━━━ Dataset extract

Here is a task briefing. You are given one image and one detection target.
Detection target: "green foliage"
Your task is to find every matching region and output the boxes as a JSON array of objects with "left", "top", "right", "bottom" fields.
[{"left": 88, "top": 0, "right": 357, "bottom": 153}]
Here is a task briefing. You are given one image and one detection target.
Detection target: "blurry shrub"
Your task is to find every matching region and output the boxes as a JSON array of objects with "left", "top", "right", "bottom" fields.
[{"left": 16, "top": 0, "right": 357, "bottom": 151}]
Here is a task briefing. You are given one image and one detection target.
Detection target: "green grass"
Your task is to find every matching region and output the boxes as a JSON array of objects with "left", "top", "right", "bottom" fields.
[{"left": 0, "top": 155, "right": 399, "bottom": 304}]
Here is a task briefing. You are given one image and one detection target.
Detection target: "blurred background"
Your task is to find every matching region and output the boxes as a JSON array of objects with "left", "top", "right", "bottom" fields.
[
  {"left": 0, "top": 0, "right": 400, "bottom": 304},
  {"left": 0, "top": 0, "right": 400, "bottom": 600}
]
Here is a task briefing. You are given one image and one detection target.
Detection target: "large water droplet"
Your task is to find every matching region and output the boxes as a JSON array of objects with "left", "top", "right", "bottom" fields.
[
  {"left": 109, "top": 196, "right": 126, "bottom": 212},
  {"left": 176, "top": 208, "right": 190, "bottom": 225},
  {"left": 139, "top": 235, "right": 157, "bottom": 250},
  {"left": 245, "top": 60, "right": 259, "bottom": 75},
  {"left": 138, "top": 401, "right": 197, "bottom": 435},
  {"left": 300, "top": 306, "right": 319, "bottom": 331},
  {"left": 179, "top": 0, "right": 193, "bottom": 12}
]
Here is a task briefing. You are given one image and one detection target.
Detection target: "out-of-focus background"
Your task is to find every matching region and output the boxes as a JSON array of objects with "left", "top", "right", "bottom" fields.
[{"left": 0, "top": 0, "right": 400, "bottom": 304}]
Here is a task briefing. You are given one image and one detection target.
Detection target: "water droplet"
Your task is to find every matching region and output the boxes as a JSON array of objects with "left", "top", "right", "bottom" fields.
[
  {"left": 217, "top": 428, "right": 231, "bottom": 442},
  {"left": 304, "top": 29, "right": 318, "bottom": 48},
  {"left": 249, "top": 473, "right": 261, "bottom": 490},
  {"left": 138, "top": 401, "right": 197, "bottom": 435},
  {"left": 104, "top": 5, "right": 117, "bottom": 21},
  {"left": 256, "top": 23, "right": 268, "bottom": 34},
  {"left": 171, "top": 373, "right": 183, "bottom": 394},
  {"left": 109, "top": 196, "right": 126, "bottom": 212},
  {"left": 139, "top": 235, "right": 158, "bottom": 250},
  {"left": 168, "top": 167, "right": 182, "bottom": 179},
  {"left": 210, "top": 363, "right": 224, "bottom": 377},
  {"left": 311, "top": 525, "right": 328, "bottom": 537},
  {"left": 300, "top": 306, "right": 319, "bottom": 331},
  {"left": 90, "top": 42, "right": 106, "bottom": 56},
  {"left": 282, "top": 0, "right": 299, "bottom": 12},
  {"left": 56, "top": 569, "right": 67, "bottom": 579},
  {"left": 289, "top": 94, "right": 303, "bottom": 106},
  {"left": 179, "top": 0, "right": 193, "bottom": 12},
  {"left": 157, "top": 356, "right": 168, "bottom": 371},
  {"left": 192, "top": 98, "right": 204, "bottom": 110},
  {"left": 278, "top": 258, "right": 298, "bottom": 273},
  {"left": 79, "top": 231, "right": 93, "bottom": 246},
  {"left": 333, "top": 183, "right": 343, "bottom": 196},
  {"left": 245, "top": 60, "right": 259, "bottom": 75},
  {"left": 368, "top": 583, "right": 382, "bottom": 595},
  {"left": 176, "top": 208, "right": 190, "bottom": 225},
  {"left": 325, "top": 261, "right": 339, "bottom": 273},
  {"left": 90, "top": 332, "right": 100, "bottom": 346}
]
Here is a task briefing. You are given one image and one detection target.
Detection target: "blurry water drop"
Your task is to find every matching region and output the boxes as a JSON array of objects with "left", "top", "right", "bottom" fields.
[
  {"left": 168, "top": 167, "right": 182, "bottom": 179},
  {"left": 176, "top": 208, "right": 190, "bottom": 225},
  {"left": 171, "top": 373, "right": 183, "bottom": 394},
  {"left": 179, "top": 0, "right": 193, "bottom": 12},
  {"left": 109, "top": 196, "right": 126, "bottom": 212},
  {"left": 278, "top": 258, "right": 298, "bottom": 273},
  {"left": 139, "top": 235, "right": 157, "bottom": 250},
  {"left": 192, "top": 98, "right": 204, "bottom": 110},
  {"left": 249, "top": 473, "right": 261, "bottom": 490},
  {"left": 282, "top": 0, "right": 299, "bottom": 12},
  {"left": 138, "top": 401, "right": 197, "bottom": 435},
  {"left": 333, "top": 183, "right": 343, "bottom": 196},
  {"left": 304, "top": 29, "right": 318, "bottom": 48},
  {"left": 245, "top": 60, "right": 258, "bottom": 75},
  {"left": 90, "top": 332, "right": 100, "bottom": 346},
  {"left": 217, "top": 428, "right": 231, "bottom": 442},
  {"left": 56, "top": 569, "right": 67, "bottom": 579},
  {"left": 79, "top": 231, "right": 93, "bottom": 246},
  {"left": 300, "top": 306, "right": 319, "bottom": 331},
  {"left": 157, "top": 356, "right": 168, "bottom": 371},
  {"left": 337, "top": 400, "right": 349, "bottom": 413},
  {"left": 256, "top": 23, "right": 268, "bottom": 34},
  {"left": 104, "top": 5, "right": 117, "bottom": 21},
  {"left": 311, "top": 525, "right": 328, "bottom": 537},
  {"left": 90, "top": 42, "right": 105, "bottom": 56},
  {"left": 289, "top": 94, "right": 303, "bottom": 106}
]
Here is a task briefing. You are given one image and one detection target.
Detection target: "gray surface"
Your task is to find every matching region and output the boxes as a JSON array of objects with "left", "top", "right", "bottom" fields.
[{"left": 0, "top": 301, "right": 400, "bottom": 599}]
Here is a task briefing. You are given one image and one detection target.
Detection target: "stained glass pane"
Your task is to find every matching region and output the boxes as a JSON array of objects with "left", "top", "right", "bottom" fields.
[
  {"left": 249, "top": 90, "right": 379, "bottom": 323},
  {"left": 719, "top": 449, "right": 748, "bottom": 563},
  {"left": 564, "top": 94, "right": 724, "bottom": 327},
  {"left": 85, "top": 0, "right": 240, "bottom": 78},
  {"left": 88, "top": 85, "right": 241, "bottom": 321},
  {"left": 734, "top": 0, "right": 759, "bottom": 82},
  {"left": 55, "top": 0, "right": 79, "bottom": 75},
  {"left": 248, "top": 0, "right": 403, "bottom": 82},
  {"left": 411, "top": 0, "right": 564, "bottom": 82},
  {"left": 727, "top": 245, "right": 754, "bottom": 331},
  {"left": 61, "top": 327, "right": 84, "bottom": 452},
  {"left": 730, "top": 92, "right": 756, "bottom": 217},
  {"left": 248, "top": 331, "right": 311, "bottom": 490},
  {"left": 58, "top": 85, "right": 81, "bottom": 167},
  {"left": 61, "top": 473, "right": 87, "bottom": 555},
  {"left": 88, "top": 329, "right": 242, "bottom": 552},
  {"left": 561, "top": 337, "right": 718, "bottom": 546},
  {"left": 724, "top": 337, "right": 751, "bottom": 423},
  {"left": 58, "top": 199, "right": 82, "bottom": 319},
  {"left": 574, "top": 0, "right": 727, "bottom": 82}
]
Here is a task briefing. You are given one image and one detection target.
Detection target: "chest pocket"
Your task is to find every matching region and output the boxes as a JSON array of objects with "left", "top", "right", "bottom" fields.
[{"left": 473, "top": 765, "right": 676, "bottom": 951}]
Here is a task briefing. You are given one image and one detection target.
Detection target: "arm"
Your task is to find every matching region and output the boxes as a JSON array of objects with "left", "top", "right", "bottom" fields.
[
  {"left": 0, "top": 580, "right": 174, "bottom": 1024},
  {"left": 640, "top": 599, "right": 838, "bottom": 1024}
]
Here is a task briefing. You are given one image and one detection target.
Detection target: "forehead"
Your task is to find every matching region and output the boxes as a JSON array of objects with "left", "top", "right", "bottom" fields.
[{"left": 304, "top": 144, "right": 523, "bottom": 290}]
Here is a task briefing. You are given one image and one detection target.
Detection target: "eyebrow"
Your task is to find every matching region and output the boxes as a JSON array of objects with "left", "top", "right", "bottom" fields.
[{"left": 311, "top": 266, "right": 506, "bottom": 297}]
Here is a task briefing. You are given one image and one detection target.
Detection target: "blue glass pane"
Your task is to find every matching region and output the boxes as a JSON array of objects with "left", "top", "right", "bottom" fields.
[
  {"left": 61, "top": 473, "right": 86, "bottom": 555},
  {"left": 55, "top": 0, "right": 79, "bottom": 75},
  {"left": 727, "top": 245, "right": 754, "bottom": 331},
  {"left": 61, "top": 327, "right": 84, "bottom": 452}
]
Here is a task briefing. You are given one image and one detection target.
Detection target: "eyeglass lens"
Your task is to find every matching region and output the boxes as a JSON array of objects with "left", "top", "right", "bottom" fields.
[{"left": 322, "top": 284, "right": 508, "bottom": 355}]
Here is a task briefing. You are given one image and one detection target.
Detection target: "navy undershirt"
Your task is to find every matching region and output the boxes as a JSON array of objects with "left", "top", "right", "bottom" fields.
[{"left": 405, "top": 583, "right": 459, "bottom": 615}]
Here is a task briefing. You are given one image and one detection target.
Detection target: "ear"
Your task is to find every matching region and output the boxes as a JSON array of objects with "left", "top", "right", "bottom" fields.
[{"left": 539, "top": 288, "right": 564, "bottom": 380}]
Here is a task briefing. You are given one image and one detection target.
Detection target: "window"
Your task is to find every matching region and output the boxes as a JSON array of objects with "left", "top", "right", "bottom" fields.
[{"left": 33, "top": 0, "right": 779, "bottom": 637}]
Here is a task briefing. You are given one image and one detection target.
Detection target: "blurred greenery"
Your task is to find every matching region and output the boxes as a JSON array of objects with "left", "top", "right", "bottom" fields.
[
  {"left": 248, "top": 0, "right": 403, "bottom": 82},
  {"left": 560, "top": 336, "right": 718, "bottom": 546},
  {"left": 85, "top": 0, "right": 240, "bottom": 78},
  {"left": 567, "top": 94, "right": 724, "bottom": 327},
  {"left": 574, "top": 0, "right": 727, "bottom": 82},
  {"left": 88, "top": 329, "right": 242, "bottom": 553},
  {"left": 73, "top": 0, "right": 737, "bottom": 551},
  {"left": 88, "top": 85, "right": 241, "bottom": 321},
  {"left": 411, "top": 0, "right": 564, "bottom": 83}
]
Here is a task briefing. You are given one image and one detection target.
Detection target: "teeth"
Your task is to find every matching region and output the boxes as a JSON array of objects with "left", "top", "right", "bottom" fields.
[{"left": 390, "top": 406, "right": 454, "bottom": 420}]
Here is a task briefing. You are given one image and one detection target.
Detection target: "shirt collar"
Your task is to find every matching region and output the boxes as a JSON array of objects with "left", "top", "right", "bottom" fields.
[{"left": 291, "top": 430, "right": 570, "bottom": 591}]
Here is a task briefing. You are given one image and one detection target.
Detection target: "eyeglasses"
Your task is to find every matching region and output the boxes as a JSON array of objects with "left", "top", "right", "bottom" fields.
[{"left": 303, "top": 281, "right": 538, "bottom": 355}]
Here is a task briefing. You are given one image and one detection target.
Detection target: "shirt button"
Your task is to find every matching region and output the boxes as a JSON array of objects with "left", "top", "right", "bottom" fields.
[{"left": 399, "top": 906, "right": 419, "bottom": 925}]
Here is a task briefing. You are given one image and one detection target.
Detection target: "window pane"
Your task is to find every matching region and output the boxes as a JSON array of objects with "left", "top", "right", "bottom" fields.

━━━━━━

* Prompt: Count the lines in the records above that contain the string "water", matching case exactly. Reply with the number alone.

* Solution below: 3